▸ **WRITTEN EXERCISE A**
In the excerpt on building detection rules, which method replaces withMethodParameter to capture a method that has no parameters?
▸ **WRITTEN EXERCISE B**
Continue the excerpt on building detection rules from its final sentence.

▸ **SELECTED EXCERPT**
[START]
We first specify the exact function call that we want to capture, which is here the newInstance function called on the org.bouncycastle.crypto.modes.CFBBlockCipher object, with two parameters (of type org.bouncycastle.crypto.BlockCipher and int).

The mode "CFB" is captured using a top level detection shouldBeDetectedAs(new ValueActionFactory<>("CFB")). To know that this is a mode, we use the appropriate detection context new CipherContext(CipherContext.Kind.MODE). We also capture directly the second parameter of the function rule; the block size "256" (it will be attributed the same context, but we can distinguish it from a mode as it will be captured as a BlockSize object). This parameter detection is placed below the mode detection using asChildOfParameterWithId(-1).

To capture the first parameter, we rely instead on a list of dependent detection rules BcBlockCipherEngine.rules(), that should capture all the possible BlockCipher classes existing in the library. In our case, a dependent rule targeting AESEngine.newInstance() should capture the value "AES", with a context that should specify that it is the base cipher.

Finally, a list of top level dependent detection rules BcBlockCipherInit.rules() should capture some information contained in the cfb.init(...) function call. This top level dependent detection should be placed only below the BlockCipher detection (and not below the int detection because it uses asChildOfParameterWithId).

Special cases: no parameter and any parameters

Recall that we have not discussed the case where we want to detect a function call without parameters. We provide below another regex-like specification indicating how you can order the construction steps for two special cases.

new DetectionRuleBuilder<T>()
    .createDetectionRule()
    .forObjectTypes(types) | .forObjectExactTypes(types)
    .forMethods(names) | .forConstructor()
    .shouldBeDetectedAs(actionFactory)
    .withoutParameters() | withAnyParameters()
    .buildForContext(detectionValueContext)
    .inBundle(bundle)
    .withDependingDetectionRules(detectionRules) | .withoutDependingDetectionRules()

Where you would previously use withMethodParameter, you can instead use withoutParameters() to indicate that you want to capture a method that does not have parameters. You can also use withAnyParameters() at the same place, this time to indicate that you want to capture any function that satisfy the object type and method name conditions, no matter its parameters.
[END]
▸ **DATASET ENTRIES**
[START]
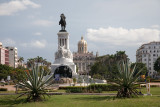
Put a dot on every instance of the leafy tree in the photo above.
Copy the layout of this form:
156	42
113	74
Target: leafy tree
17	75
125	78
20	60
107	64
140	66
35	82
5	70
157	65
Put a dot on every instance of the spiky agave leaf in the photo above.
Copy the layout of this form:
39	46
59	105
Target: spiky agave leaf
125	79
35	84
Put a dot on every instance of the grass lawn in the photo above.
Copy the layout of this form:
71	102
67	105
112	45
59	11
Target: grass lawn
83	101
86	100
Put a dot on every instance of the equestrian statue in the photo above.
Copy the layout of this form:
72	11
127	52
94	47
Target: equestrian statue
62	22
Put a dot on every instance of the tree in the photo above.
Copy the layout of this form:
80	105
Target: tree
17	75
35	83
30	62
5	70
157	65
20	60
140	66
126	78
107	64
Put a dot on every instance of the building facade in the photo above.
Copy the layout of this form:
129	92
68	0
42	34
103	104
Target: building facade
4	55
13	56
148	54
82	58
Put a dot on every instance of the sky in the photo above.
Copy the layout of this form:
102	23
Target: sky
107	25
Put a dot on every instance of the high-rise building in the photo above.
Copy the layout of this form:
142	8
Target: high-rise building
83	59
148	54
13	56
4	55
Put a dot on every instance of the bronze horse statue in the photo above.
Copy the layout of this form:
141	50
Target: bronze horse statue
62	22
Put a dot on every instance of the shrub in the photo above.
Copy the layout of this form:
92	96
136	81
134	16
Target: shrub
70	87
3	89
74	90
103	87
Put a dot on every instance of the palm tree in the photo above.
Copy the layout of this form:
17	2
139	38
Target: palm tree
35	83
20	60
126	78
30	62
38	60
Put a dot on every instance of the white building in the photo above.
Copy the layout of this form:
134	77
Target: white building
83	59
13	56
148	54
4	55
63	65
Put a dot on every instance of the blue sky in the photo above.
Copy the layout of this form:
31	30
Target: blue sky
107	25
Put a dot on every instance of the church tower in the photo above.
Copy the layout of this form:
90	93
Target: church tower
82	46
63	40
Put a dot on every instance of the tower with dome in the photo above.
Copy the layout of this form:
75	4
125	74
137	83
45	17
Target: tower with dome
83	58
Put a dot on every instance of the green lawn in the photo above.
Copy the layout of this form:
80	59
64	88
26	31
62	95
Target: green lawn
86	101
83	101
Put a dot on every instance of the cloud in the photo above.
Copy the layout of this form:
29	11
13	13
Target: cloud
38	34
155	26
44	23
35	44
123	37
8	42
14	6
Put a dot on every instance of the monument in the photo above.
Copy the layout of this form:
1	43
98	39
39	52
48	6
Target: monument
63	66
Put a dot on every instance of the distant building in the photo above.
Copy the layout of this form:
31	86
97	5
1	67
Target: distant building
13	56
83	59
148	54
4	55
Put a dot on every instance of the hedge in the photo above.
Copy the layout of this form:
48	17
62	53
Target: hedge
3	89
103	87
92	87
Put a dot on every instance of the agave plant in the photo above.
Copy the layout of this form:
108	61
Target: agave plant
126	78
35	83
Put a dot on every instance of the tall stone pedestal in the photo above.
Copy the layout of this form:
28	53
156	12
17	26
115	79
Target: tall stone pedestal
63	65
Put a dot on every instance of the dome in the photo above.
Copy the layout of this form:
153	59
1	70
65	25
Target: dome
82	42
82	46
0	44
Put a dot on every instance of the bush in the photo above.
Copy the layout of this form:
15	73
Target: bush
103	87
99	90
70	87
74	90
3	89
96	88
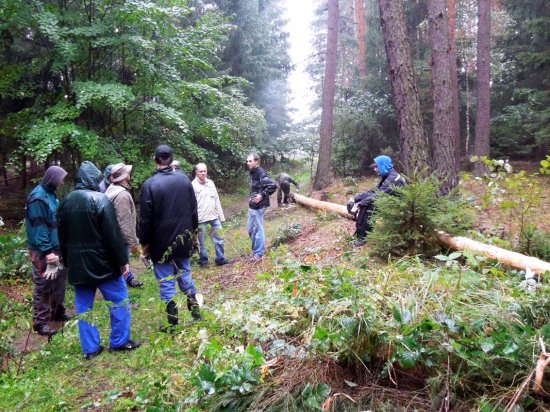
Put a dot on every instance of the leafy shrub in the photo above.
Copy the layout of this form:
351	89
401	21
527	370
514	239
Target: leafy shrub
535	242
406	224
14	259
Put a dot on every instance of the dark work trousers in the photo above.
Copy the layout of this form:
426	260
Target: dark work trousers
363	224
48	295
284	187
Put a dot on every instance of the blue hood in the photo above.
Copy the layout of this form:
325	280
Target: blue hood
88	177
384	164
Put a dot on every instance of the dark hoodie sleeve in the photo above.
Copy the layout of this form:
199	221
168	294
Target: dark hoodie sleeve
37	225
61	231
145	214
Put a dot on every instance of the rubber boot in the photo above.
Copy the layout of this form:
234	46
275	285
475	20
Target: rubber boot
172	316
193	306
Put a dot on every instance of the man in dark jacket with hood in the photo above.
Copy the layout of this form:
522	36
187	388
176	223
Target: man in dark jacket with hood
364	202
49	277
261	187
168	220
94	250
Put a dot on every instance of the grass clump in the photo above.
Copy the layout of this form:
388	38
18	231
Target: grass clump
14	258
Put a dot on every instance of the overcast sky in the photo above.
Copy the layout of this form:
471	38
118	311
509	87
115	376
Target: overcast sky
300	15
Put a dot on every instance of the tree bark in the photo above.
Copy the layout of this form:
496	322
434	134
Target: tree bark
506	257
451	9
415	152
443	136
483	102
323	174
361	41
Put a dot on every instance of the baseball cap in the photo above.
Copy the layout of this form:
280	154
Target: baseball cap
163	151
120	172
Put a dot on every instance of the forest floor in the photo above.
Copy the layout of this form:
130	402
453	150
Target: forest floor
321	240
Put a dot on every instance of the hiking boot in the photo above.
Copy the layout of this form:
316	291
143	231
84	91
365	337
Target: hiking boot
62	318
44	330
92	355
193	306
134	283
128	346
172	313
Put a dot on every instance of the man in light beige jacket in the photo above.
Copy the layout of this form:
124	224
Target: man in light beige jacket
125	209
210	214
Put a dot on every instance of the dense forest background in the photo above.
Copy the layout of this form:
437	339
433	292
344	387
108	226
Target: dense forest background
109	80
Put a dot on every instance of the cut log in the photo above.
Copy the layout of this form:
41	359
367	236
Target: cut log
506	257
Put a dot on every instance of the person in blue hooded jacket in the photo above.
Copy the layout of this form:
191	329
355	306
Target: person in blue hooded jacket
94	251
363	203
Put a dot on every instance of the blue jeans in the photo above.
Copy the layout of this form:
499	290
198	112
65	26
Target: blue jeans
130	275
168	273
215	226
256	230
115	292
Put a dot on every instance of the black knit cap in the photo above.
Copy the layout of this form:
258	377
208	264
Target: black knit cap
163	151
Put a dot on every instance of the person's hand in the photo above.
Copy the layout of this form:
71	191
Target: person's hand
350	205
52	258
53	266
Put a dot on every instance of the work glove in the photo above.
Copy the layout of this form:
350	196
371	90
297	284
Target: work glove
350	206
52	269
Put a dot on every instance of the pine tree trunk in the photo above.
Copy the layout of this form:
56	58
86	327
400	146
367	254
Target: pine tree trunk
483	106
323	174
451	9
443	136
412	136
361	41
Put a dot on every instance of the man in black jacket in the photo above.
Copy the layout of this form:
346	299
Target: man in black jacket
261	187
168	219
94	251
364	202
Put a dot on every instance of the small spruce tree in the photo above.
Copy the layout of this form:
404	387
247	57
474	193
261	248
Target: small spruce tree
406	224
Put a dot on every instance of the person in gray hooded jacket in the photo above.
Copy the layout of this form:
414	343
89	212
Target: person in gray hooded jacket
121	198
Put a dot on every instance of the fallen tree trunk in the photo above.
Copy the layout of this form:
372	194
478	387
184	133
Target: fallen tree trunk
506	257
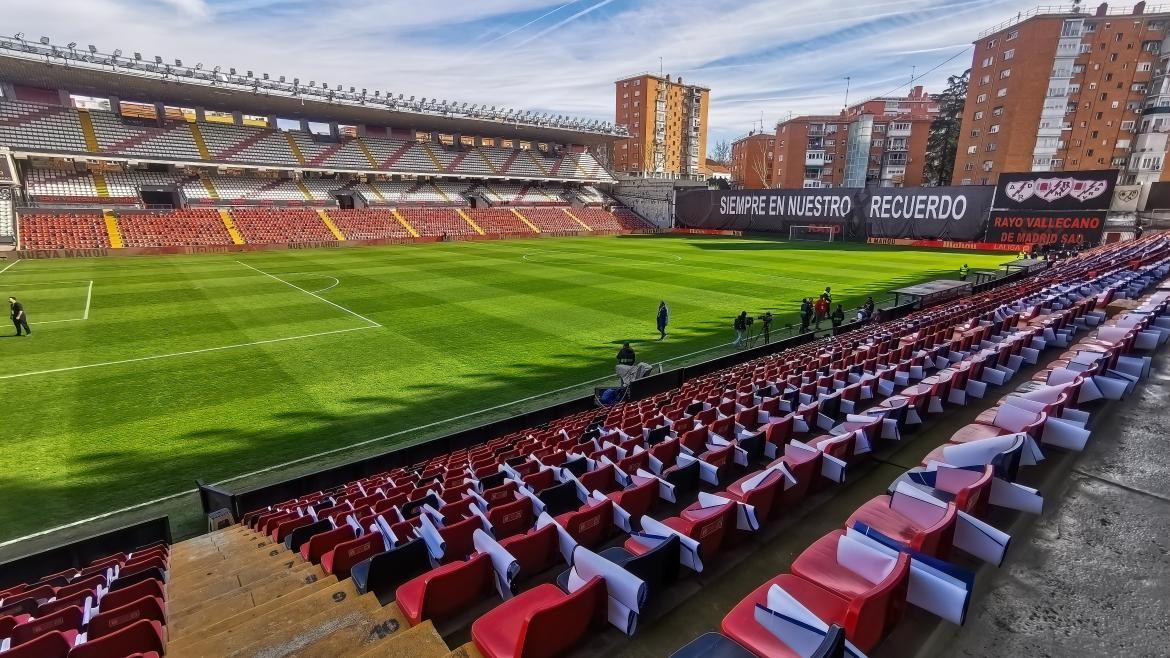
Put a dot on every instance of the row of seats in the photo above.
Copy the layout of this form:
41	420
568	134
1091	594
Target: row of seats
112	608
59	130
263	225
592	473
858	580
122	187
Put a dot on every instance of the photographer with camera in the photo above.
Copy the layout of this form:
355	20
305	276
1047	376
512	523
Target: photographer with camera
741	328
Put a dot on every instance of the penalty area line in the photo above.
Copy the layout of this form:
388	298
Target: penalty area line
204	350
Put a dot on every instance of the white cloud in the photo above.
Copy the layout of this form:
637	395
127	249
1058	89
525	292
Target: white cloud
565	59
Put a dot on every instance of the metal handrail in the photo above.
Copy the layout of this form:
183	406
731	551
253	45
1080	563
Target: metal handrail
1050	9
94	60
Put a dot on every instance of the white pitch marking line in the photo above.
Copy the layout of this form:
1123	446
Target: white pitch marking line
49	283
55	321
89	297
337	306
204	350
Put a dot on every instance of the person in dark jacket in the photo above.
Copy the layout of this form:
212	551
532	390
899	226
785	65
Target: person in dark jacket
663	317
741	328
19	317
838	316
820	309
626	355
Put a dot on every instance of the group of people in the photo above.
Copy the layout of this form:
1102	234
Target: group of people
817	312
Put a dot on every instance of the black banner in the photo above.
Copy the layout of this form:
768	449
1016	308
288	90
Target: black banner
1055	191
765	210
928	213
1080	228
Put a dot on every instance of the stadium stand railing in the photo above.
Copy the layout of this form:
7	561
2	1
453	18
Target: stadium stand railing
60	130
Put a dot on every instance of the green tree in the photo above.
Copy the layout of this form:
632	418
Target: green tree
944	131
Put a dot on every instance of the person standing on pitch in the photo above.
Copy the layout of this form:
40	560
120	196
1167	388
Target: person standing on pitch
741	328
821	309
19	319
805	314
838	316
663	317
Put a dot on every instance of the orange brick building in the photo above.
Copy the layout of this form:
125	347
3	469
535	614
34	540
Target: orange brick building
751	160
879	142
1054	90
667	123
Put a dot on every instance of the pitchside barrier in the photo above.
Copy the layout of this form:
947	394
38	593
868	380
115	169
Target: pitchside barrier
83	552
1026	208
275	246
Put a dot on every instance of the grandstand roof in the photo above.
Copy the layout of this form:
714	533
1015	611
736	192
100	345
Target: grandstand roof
102	75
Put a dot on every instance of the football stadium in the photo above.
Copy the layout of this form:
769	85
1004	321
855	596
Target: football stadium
309	369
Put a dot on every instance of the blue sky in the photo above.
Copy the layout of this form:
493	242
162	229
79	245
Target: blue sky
761	57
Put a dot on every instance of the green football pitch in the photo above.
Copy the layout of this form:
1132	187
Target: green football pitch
144	374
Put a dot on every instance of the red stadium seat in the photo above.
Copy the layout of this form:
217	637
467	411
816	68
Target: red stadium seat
338	561
447	589
541	622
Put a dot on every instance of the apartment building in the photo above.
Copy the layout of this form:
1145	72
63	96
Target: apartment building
1059	88
667	123
880	142
751	160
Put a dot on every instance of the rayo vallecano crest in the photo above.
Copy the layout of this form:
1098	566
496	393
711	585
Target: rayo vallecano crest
1053	189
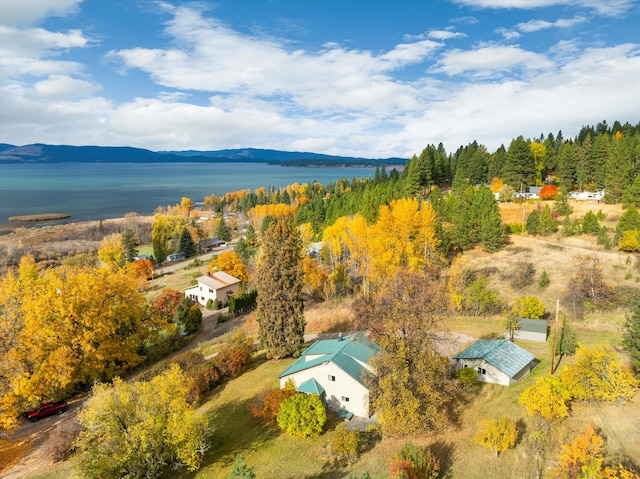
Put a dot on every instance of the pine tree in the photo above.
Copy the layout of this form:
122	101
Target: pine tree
186	244
631	337
130	245
222	231
491	228
547	224
533	222
618	170
519	167
632	194
280	311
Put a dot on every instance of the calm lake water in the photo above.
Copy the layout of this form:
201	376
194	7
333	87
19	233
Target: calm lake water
90	191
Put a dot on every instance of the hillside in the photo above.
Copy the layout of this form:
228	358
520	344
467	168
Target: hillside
41	153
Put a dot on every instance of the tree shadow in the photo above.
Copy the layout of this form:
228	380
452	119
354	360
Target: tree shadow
443	450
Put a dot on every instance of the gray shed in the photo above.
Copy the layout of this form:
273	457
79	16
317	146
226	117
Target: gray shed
531	330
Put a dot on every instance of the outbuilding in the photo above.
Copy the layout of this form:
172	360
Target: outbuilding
497	361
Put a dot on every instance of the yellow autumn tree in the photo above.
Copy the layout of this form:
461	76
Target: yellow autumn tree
498	434
598	375
582	458
230	263
77	325
404	237
548	398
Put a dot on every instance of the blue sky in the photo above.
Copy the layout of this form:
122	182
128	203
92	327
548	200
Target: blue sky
368	78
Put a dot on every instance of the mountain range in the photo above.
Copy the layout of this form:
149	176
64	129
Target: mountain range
41	153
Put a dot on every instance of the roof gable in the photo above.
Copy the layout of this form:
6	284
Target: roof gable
500	353
218	280
351	354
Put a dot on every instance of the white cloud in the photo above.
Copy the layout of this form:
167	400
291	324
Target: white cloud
28	12
444	34
609	7
210	57
490	59
536	25
64	87
508	34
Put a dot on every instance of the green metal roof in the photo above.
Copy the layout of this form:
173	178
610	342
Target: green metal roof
347	353
500	353
311	386
533	325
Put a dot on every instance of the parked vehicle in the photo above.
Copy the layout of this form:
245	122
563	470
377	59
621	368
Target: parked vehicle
47	409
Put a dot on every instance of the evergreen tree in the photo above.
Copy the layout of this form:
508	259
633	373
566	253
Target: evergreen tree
567	157
241	470
533	222
618	170
562	206
186	244
519	167
490	224
222	231
600	154
130	245
280	311
631	338
547	224
632	193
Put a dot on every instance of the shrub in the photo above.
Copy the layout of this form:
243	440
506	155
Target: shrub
345	444
467	376
498	435
302	415
413	462
193	321
268	406
544	281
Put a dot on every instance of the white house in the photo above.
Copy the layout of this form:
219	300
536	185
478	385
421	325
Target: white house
496	361
336	370
217	286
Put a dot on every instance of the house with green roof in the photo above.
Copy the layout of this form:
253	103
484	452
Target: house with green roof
337	370
496	361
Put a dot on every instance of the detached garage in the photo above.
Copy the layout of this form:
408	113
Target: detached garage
497	361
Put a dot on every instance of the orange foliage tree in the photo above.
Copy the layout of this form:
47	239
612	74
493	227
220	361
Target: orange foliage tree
549	192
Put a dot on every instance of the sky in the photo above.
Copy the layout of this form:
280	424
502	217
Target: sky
367	78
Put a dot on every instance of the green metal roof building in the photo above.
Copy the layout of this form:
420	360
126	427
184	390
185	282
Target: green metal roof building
496	361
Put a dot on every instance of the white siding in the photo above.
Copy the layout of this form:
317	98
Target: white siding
491	374
344	386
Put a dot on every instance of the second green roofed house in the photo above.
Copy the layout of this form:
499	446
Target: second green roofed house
337	370
496	361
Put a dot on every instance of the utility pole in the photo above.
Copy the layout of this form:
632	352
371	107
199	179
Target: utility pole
555	335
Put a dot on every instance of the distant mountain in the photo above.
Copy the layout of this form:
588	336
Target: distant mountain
40	153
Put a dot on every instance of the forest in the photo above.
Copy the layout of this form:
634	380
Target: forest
443	247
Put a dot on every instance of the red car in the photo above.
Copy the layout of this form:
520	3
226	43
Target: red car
46	409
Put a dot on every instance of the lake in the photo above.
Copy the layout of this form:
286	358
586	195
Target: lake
91	191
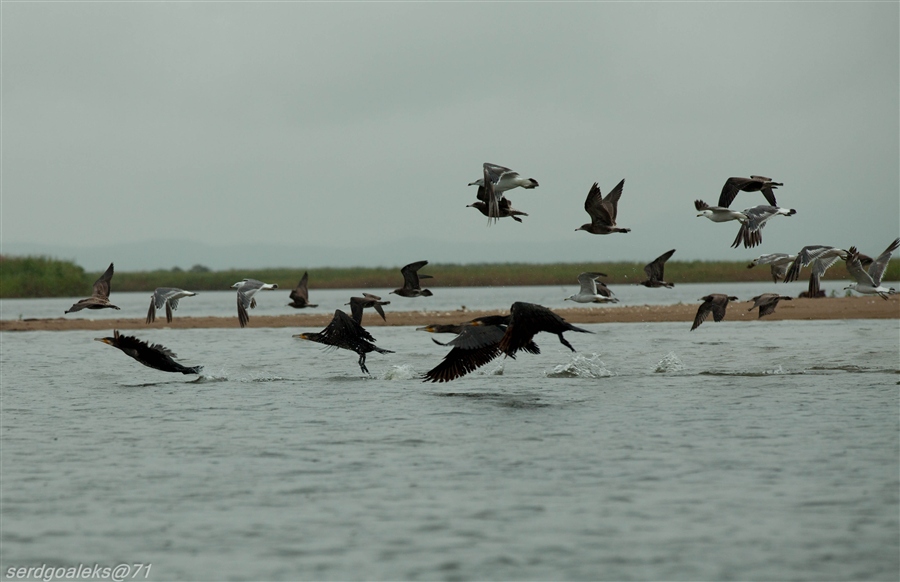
[END]
▸ **EXERCISE ANSWER A**
withoutParameters()

▸ **EXERCISE ANSWER B**
With these two special steps, you cannot capture any information related to the parameters. This is why these steps are available only when you specify a top level detection (using shouldBeDetectedAs(IActionFactory<T> actionFactory)).

Translating findings of a detection rule

Once you have written your detection rule, and once this rule detects findings when scanning some source code, you will obtain a tree of captured values. The aim of the translation is to represent these values in a standardized, language-independent tree in the cryptographic domain. For this, you should represent your cryptographic assets and values using the standard classes defined in the model directory of the mapper module (and not of the engine module like before).

If your detected asset is generic

Let's start with the simplest case: suppose you are detecting a generic value, independent of any algorithm, like a key size. Suppose you detect the value "256" as a KeySize. In this case, you don't have to use algorithm-specific classes of our model, you can simply translate it to the appropriate equivalent class of the model, which is in this case KeyLength. This simple translation would look like:

if (value instanceof KeySize<Tree> keySize) {
    KeyLength keyLength = new KeyLength(keySize.getValue(), detectionLocation);
    return Optional.of(keyLength);
}

If your detected asset is already specified in our model

Let's suppose you detect the string "AESEngine" corresponding to the instantiation of a new AES block cipher. Because our model already contains the AES algorithm, you can simply use it. This concretely means that in the mapper file (implementing IMapper) in which you are implementing this translation, you should return a new Optional.of(new AES(detectionLocation)) when parse("AESEngine", detectionLocation) is called.

Every time you are using one of these predefined model algorithm, you should have a look at its class: it may contain various constructors for various use cases. For example, if your "AESEngine" call was instead used for authenticated encryption (and you would carry this information through the detection context for example), you should instead translate it using the constructor new AES(AuthenticatedEncryption.class, detectionLocation).

If your detected asset is not yet specified in our model: add it!

Suppose you are detecting the string "KalynaEngine", corresponding to the Kalyna block cipher which is not yet part of our model. We explain how you can add Kalyna to our general model, which you can then use for your translation.

First, find resources about Kalyna, like its Wikipedia page or an official paper. Kalyna is also sometimes referred as "DSTU 7624:2014", which we will add to the class documentation.

Using this knowledge, we first need to find the base class of Kalyna: is it an Algorithm, Mode, Padding, EllipticCurve or Protocol? It is an Algorithm.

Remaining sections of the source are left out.